- _Work to complete_
Reproduce verbatim the lines of the records below, starting at the line that contains "Can you find the distant tree" and stopping after the line that contains "[1301, 153]".

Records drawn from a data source
__________________________________________________

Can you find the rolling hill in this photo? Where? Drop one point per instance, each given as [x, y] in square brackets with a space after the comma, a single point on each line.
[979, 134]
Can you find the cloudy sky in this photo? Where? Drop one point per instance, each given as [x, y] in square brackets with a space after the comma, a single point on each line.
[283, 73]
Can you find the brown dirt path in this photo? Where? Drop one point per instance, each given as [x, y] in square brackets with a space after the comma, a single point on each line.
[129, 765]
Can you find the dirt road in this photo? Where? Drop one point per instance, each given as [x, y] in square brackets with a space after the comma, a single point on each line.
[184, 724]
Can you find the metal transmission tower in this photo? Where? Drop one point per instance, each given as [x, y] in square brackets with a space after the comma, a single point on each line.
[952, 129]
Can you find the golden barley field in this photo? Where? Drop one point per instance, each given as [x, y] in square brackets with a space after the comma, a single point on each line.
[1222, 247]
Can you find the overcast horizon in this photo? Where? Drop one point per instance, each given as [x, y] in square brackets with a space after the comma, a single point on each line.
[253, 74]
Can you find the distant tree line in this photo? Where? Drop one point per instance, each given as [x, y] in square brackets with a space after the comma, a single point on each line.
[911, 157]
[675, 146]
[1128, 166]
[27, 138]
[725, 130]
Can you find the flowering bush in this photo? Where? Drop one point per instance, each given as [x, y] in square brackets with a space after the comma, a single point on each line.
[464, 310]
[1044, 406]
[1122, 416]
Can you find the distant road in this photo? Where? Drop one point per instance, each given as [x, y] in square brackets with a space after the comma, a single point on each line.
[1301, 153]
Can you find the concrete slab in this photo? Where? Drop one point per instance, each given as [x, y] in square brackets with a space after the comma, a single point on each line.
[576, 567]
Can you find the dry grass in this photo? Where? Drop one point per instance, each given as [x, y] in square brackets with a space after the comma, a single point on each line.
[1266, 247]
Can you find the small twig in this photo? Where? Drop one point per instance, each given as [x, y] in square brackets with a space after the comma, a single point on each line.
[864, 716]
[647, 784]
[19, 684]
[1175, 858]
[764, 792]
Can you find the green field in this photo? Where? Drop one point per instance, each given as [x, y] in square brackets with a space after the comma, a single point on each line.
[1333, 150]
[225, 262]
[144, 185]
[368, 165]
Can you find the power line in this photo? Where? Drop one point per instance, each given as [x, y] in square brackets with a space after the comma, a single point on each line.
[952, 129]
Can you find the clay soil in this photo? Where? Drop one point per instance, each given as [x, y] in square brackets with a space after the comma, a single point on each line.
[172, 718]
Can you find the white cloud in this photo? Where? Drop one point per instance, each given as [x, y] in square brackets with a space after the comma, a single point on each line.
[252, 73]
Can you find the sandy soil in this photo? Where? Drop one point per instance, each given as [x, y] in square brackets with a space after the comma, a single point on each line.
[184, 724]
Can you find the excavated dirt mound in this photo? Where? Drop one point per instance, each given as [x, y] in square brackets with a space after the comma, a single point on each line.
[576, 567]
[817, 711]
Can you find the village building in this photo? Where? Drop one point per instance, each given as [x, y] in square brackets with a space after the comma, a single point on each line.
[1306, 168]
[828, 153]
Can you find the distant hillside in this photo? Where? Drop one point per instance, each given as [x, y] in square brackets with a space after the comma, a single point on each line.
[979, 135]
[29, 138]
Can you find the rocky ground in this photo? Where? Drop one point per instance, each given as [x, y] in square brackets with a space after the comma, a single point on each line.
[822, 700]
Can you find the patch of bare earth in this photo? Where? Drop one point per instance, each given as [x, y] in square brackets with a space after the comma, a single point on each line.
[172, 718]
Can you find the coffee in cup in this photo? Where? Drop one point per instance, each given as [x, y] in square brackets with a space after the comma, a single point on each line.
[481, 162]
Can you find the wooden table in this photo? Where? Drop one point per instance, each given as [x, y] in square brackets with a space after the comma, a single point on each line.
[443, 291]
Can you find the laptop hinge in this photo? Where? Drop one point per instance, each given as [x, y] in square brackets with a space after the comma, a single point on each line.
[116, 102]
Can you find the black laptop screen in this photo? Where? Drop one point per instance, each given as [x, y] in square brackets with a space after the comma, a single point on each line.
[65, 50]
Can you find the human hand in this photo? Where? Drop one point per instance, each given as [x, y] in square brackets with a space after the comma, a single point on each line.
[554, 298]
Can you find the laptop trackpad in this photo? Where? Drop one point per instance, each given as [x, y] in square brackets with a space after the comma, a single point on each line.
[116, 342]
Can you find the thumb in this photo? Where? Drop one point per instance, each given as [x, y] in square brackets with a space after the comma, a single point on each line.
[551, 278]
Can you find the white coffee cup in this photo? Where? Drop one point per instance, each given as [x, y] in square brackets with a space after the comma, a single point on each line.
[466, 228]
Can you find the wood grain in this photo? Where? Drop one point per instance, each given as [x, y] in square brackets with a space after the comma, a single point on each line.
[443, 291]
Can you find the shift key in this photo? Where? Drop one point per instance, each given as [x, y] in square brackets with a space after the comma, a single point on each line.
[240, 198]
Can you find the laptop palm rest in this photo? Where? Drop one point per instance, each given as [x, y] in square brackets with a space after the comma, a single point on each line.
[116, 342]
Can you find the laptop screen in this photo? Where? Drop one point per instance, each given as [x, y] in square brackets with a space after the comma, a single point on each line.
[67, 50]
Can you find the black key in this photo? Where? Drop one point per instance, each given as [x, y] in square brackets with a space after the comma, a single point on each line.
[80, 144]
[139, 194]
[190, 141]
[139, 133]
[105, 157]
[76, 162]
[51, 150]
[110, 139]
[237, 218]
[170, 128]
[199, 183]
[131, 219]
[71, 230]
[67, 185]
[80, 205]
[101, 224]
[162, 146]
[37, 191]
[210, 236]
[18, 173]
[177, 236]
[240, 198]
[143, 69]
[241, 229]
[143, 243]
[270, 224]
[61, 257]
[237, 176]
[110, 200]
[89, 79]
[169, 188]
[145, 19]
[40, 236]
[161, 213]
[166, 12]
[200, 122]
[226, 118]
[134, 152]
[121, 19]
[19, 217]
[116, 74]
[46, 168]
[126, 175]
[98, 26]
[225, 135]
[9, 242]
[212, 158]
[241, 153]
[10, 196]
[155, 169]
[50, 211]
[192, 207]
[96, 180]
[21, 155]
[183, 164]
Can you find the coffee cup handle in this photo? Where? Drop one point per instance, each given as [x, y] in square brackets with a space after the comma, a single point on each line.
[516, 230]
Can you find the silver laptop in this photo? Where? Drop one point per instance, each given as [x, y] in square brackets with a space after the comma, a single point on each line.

__________________________________________________

- _Task response_
Can you find the distant tree line in this photo? Where? Drop one point per instance, each given as [x, y] in square brackets with a space after the comma, a single point on each line.
[911, 157]
[675, 146]
[1128, 166]
[27, 138]
[725, 130]
Can you find the flowering bush in this photo? Where? Drop one point per instance, each given as [x, y] in square brackets with a space after the comma, a single point on each line.
[464, 310]
[1044, 406]
[1122, 416]
Can you find the distant road in this photo? Where? Drop one point per instance, each given as [x, y] in square brackets with a space after the comma, a single point on each line.
[1301, 153]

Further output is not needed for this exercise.